### Your objective:
Can you pick up the passage on fecal microbiota transplantation and dental implant health where it stops and continue it?

### Page excerpt:
= Beginning of Section =

Recent randomized controlled trials (RCTs) have strengthened the case for FMT’s role in reshaping gut microbial ecology. For example, a placebo-controlled RCT by El-Salhy et al. demonstrated that FMT induced dose-dependent increases in microbial diversity and promoted the colonization of beneficial bacteria, supporting its potential as a precision-targeted intervention for microbial modulation.¹¹⁹ Although not all studies observed symptomatic relief, as seen in another RCT by Halkjær et al., a consistent increase in gut microbial diversity post-FMT was reported, reinforcing its capacity to restore a healthier microbial environment even in the absence of immediate clinical outcomes.¹²⁰

While its direct application in dental implantology is yet to be explored, the systemic benefits of FMT such as reduced gut-derived inflammation, improved immune regulation, and enhanced microbial metabolite production could theoretically contribute to improved osseointegration and peri-implant health. Future research should investigate whether restoring gut eubiosis through FMT can translate into improved outcomes in implant dentistry by modulating host-microbiota immune interactions.

= End of Section =

### Information shown:
= Beginning of Section =

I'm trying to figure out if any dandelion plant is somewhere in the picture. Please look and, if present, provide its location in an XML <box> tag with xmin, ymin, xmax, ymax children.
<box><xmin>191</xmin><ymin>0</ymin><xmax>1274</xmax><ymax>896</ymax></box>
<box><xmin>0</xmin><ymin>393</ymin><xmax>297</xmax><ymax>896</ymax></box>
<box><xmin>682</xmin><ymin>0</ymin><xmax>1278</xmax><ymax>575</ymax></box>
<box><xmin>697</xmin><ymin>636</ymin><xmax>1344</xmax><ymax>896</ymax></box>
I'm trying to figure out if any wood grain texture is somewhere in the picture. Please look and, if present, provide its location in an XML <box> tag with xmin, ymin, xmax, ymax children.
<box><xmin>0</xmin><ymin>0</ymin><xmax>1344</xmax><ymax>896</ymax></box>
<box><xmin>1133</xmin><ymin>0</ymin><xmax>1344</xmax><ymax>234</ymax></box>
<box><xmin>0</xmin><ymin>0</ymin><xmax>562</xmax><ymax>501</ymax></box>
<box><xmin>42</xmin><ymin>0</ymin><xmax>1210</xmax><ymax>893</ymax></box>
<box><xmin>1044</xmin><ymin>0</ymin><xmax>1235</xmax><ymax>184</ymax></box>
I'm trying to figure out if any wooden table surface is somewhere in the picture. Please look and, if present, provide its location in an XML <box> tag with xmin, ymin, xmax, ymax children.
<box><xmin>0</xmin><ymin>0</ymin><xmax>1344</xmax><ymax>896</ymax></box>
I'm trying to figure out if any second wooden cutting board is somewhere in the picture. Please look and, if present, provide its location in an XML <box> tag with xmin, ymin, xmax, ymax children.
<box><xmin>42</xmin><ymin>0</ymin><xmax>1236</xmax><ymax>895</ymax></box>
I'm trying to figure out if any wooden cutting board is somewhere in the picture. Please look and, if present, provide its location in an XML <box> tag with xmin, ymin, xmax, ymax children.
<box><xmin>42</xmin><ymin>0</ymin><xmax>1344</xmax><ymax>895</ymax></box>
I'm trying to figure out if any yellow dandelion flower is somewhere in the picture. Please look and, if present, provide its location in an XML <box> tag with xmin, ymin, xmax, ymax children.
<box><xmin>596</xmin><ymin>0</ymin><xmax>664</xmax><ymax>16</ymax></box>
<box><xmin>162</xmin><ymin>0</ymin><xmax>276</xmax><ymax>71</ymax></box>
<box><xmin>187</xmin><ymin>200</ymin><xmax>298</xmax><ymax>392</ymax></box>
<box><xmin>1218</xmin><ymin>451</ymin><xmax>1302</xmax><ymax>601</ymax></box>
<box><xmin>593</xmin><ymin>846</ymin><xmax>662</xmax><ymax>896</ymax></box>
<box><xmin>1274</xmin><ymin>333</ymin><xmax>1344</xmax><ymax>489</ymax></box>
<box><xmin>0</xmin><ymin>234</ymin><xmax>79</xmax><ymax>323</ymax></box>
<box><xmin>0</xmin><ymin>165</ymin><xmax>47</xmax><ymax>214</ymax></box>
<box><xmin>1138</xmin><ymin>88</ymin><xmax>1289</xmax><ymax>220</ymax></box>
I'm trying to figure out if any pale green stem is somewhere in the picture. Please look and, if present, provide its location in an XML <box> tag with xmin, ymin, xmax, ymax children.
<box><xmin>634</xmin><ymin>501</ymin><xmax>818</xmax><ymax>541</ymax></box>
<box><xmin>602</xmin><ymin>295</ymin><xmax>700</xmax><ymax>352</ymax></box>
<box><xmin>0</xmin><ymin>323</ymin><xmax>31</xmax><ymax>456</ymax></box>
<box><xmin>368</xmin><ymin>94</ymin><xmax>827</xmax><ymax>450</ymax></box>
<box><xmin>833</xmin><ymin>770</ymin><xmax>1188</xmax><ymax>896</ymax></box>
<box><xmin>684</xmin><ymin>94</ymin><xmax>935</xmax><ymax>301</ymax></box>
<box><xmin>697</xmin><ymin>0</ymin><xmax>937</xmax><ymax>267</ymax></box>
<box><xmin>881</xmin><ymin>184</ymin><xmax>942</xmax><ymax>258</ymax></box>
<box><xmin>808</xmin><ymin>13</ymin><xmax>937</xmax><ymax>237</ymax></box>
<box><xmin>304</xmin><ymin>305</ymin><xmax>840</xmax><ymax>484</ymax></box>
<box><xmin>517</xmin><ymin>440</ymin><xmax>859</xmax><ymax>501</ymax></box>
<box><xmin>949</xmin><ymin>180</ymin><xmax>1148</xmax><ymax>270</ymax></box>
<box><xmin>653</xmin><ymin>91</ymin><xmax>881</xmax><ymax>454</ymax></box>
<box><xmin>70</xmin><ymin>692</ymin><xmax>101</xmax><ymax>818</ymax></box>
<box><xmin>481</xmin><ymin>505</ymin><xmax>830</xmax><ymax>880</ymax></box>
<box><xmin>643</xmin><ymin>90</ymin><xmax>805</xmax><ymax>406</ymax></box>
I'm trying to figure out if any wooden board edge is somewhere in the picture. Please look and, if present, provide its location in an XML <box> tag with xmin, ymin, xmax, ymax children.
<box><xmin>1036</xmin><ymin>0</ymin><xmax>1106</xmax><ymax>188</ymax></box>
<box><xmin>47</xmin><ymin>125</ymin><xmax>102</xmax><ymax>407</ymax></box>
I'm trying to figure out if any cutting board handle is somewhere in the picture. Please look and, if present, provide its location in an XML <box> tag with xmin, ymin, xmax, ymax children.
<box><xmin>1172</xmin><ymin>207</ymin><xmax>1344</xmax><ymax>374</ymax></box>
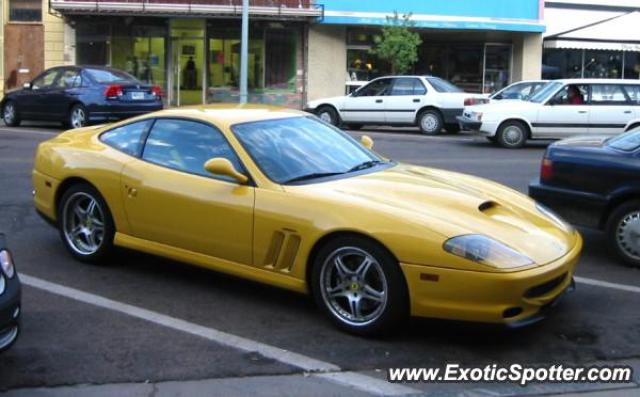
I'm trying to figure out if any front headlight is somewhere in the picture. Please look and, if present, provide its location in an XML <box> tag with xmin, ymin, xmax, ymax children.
<box><xmin>0</xmin><ymin>250</ymin><xmax>16</xmax><ymax>278</ymax></box>
<box><xmin>444</xmin><ymin>234</ymin><xmax>534</xmax><ymax>269</ymax></box>
<box><xmin>536</xmin><ymin>203</ymin><xmax>575</xmax><ymax>232</ymax></box>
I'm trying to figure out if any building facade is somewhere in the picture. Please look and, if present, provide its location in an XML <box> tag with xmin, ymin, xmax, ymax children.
<box><xmin>542</xmin><ymin>0</ymin><xmax>640</xmax><ymax>79</ymax></box>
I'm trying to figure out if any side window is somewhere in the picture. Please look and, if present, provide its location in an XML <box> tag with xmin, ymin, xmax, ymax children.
<box><xmin>31</xmin><ymin>69</ymin><xmax>60</xmax><ymax>90</ymax></box>
<box><xmin>142</xmin><ymin>119</ymin><xmax>244</xmax><ymax>181</ymax></box>
<box><xmin>591</xmin><ymin>84</ymin><xmax>629</xmax><ymax>105</ymax></box>
<box><xmin>549</xmin><ymin>84</ymin><xmax>589</xmax><ymax>105</ymax></box>
<box><xmin>357</xmin><ymin>79</ymin><xmax>391</xmax><ymax>96</ymax></box>
<box><xmin>100</xmin><ymin>120</ymin><xmax>152</xmax><ymax>157</ymax></box>
<box><xmin>390</xmin><ymin>78</ymin><xmax>427</xmax><ymax>96</ymax></box>
<box><xmin>55</xmin><ymin>69</ymin><xmax>81</xmax><ymax>89</ymax></box>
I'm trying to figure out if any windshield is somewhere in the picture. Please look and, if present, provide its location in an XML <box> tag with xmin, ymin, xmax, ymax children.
<box><xmin>427</xmin><ymin>77</ymin><xmax>464</xmax><ymax>92</ymax></box>
<box><xmin>607</xmin><ymin>128</ymin><xmax>640</xmax><ymax>152</ymax></box>
<box><xmin>231</xmin><ymin>117</ymin><xmax>383</xmax><ymax>184</ymax></box>
<box><xmin>529</xmin><ymin>82</ymin><xmax>562</xmax><ymax>103</ymax></box>
<box><xmin>85</xmin><ymin>69</ymin><xmax>136</xmax><ymax>84</ymax></box>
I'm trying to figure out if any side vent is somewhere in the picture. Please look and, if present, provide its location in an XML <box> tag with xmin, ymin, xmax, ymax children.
<box><xmin>264</xmin><ymin>229</ymin><xmax>300</xmax><ymax>273</ymax></box>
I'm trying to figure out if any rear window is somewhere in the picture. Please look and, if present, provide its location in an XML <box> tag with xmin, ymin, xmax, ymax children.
<box><xmin>427</xmin><ymin>77</ymin><xmax>463</xmax><ymax>92</ymax></box>
<box><xmin>607</xmin><ymin>128</ymin><xmax>640</xmax><ymax>152</ymax></box>
<box><xmin>84</xmin><ymin>69</ymin><xmax>136</xmax><ymax>84</ymax></box>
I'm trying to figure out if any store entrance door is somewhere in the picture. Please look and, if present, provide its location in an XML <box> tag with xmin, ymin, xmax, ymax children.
<box><xmin>169</xmin><ymin>19</ymin><xmax>206</xmax><ymax>106</ymax></box>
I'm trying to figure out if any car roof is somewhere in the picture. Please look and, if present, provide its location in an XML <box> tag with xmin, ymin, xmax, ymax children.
<box><xmin>150</xmin><ymin>103</ymin><xmax>309</xmax><ymax>127</ymax></box>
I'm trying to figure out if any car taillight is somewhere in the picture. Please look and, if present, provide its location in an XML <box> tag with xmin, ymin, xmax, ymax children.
<box><xmin>540</xmin><ymin>158</ymin><xmax>553</xmax><ymax>181</ymax></box>
<box><xmin>104</xmin><ymin>84</ymin><xmax>123</xmax><ymax>98</ymax></box>
<box><xmin>151</xmin><ymin>85</ymin><xmax>164</xmax><ymax>98</ymax></box>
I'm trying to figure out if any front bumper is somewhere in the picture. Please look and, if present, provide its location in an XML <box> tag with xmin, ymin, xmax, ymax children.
<box><xmin>400</xmin><ymin>235</ymin><xmax>582</xmax><ymax>326</ymax></box>
<box><xmin>0</xmin><ymin>275</ymin><xmax>22</xmax><ymax>352</ymax></box>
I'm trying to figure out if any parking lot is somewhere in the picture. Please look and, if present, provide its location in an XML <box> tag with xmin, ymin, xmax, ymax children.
<box><xmin>0</xmin><ymin>125</ymin><xmax>640</xmax><ymax>396</ymax></box>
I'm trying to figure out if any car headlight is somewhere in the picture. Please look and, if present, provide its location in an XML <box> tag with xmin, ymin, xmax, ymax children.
<box><xmin>0</xmin><ymin>250</ymin><xmax>16</xmax><ymax>278</ymax></box>
<box><xmin>444</xmin><ymin>234</ymin><xmax>534</xmax><ymax>269</ymax></box>
<box><xmin>536</xmin><ymin>203</ymin><xmax>575</xmax><ymax>232</ymax></box>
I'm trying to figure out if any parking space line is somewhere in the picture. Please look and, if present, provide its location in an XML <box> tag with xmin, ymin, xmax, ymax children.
<box><xmin>20</xmin><ymin>273</ymin><xmax>417</xmax><ymax>396</ymax></box>
<box><xmin>574</xmin><ymin>276</ymin><xmax>640</xmax><ymax>294</ymax></box>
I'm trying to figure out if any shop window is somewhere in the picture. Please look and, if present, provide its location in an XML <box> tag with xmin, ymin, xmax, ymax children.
<box><xmin>584</xmin><ymin>50</ymin><xmax>622</xmax><ymax>79</ymax></box>
<box><xmin>9</xmin><ymin>0</ymin><xmax>42</xmax><ymax>22</ymax></box>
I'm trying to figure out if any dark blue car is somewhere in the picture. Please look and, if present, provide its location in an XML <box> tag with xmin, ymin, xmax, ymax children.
<box><xmin>0</xmin><ymin>66</ymin><xmax>163</xmax><ymax>128</ymax></box>
<box><xmin>529</xmin><ymin>128</ymin><xmax>640</xmax><ymax>266</ymax></box>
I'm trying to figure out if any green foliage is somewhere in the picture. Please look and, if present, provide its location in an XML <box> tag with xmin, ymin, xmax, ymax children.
<box><xmin>371</xmin><ymin>11</ymin><xmax>422</xmax><ymax>74</ymax></box>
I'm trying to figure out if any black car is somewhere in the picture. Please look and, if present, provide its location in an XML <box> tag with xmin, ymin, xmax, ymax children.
<box><xmin>0</xmin><ymin>234</ymin><xmax>20</xmax><ymax>352</ymax></box>
<box><xmin>0</xmin><ymin>66</ymin><xmax>163</xmax><ymax>128</ymax></box>
<box><xmin>529</xmin><ymin>128</ymin><xmax>640</xmax><ymax>266</ymax></box>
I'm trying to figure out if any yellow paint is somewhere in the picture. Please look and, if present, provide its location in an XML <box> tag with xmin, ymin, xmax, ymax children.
<box><xmin>33</xmin><ymin>105</ymin><xmax>582</xmax><ymax>322</ymax></box>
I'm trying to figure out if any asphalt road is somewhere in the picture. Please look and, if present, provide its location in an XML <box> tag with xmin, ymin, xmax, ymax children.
<box><xmin>0</xmin><ymin>122</ymin><xmax>640</xmax><ymax>390</ymax></box>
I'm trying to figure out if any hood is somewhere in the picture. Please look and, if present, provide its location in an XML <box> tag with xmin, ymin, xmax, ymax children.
<box><xmin>287</xmin><ymin>164</ymin><xmax>575</xmax><ymax>265</ymax></box>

= End of Section =

### Answer to the exercise:
Translational gaps between animal and human studies

Many mechanistic insights into gut dysbiosis and its systemic effects, including peri-implant bone loss, are derived from animal models (e.g., mice, rats). While these studies offer controlled environments and allow for precise manipulation of variables (such as microbiota composition, diet, or antibiotic exposure), interspecies differences in immune function, microbiome diversity, and bone remodeling rates limit the direct clinical translation of their findings.

Moreover, the microbiome of animals differs significantly from that of humans, and osseointegration in animal models may not fully replicate the complex biological processes involved in human implant integration. These factors underscore the need for caution when extrapolating animal data to predict clinical outcomes in humans.

Retrospective nature of some studies

A considerable proportion of current evidence comes from retrospective observational studies, where historical patient data is analyzed to identify associations between gut dysbiosis and implant complications. While these studies are valuable for hypothesis generation and trend analysis, they are inherently limited in establishing causal relationships.

Confounding variables—such as patient age, systemic diseases, oral hygiene, and implant types—may not be consistently controlled for. This makes it challenging to isolate gut dysbiosis as the primary contributing factor to implant failure. Additionally, these studies often lack standardized methods for microbiota profiling or uniform criteria for defining peri-implant disease severity.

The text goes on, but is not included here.